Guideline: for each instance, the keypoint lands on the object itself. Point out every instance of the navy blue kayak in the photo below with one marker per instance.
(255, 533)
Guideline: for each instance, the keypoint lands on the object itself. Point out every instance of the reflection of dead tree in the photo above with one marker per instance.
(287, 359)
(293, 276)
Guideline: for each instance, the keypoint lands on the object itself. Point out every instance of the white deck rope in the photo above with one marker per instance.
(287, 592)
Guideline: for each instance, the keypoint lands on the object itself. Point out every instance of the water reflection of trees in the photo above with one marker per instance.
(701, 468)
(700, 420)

### Stated task:
Write out the full set of records exactly as given.

### The completed task:
Guideline: for each instance, the keypoint lands on the object itself. Point out every instance of the navy blue kayak in the photo below with one marker per instance.
(255, 533)
Guideline: for each instance, the keypoint lands on the object itself. Point out every instance of the reflection of dead tree in the photo above with one marker per instance.
(287, 359)
(293, 276)
Guideline: for each instance, the keypoint lands on the object itself. Point out every instance of the white deck rope in the photo above with one marker per instance.
(287, 592)
Guideline: for each instance, the keypoint lands on the object itself. Point out every instance of the water reflection of trees in the photo above with one marker per instance.
(701, 468)
(700, 420)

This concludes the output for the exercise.